* PASSAGE
····················

# MARS (Multivariate Adaptive Regression Splines)

## Model Specification

Using the terminology of splines, we first define the candidate **basis functions**:

\begin{align}
C = \{ (X_p-t)_+, (t-X_p)_+\}_{t\in\{ x_1, \dots, x_{N_p}\}, \;\;p=1,\dots, P}.
\end{align}

The $x$'s are the values of variable $X_p$ in the training sample. Note that in the above, each basis function is considered a multivariate function, though it only depends on $X_p$.

MARS then expands a linear additive structure using the above set of hinge (or sometime including linear) functions and constant functions, so-called the **forward pass**:
\begin{align}
f(X) = \beta_0+\sum_{m=1}^M \beta_mh_m(X),
\end{align}
where each $h_m(X)$ is a function in $C$, or a product of two or more such functions. Given a choice for the $h_m$, the coefficients $\beta_m$ are estimated by minimizing the residual sum-of-squares. So what remains to be explained in the forward pass is how $h_m$ is determined in the forward pass. In each iteration, we consider as a new basis function pair all products of a function $h_m$ in the model set $M$ with one of the *reflected pairs* in $C$. We add to the model $M$ the term of the form
\begin{align}
\hat{β}_{M+1}h_{l}(X)\cdot(X_j − t)_+ +\hat{β}_{M+2}h_l(X)\cdot(t − X_j)_+,\;\;h_l \in M,
\end{align}
that produces the largest decrease in training error: again $\hat{β}_{M+1}$ and $\hat{β}_{M+2}$ are estimated by least square. The forward pass continue in these iterations, until the maximum number of terms allowed is reached.

After the forward pass concludes, MARS then engages in a **backward trim**, where the terms whose removal causes the smallest increase in residual squared error is deleted from the model at each iteration in the backward trim. Instead of doing a CV to estimate the error, one typically rely on the following generalized cross-validation statistic to approximate CV at each iteration:
\begin{align}
GCV(\lambda)=\frac{\sum_{n=1}^N(y_n-\hat{f}_{\lambda}(x_n))^2}{(1-M(\lambda)/N)^2},
\end{align}
where $\lambda$ indicates the stage of the model. The value $M(λ)$ is the effective number of parameters in the model: this accounts both for the number of terms in the models, plus the number of parameters used in selecting the optimal positions of the knots. Some mathematical and simulation results suggest that one should pay a price of three parameters for selecting a knot in a piecewise linear regression. Thus if there are $r$ linearly independent basis functions in the model, and $K$ knots were selected in the forward process, the formula is $M(\lambda) = r+cK$, where $c = 3$. (When the model is restricted to be additive, a penalty of $c = 2$ is used). Using this, we choose the model along the backward sequence that minimizes $GCV(\lambda)$.

····················

* DATA TO USE
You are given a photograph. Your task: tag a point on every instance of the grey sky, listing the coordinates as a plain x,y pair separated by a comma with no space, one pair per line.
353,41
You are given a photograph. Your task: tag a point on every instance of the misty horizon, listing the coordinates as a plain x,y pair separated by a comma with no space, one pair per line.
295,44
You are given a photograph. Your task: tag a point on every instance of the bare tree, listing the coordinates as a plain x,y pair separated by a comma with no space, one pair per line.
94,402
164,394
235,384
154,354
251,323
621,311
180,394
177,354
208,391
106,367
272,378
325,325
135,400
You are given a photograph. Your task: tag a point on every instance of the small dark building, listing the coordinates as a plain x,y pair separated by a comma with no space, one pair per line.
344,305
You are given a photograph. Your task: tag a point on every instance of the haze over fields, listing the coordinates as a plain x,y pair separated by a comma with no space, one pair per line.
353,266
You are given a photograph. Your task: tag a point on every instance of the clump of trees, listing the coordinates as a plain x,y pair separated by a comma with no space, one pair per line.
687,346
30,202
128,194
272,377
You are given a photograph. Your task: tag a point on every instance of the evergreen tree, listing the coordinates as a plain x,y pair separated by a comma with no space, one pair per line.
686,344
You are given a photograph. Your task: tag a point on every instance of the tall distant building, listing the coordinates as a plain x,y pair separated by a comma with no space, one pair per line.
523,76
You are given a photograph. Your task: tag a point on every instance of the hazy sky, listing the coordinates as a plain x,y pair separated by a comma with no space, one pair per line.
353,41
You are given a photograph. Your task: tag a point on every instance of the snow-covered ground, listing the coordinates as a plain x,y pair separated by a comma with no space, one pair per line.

····················

* TASK SET
(1) Rewrite the passage on MARS from "# MARS (Multivariate" to "depends on $X_p$.", substituting "training set" for "training sample".
(2) Copy each line of the records that contains the string "building", treating uppercase and lowercase as different.

* ANSWER LIST
(1)
# MARS (Multivariate Adaptive Regression Splines)

## Model Specification

Using the terminology of splines, we first define the candidate **basis functions**:

\begin{align}
C = \{ (X_p-t)_+, (t-X_p)_+\}_{t\in\{ x_1, \dots, x_{N_p}\}, \;\;p=1,\dots, P}.
\end{align}

The $x$'s are the values of variable $X_p$ in the training set. Note that in the above, each basis function is considered a multivariate function, though it only depends on $X_p$.

(2)
You are given a photograph. Your task: tag a point on every instance of the small dark building, listing the coordinates as a plain x,y pair separated by a comma with no space, one pair per line.
You are given a photograph. Your task: tag a point on every instance of the tall distant building, listing the coordinates as a plain x,y pair separated by a comma with no space, one pair per line.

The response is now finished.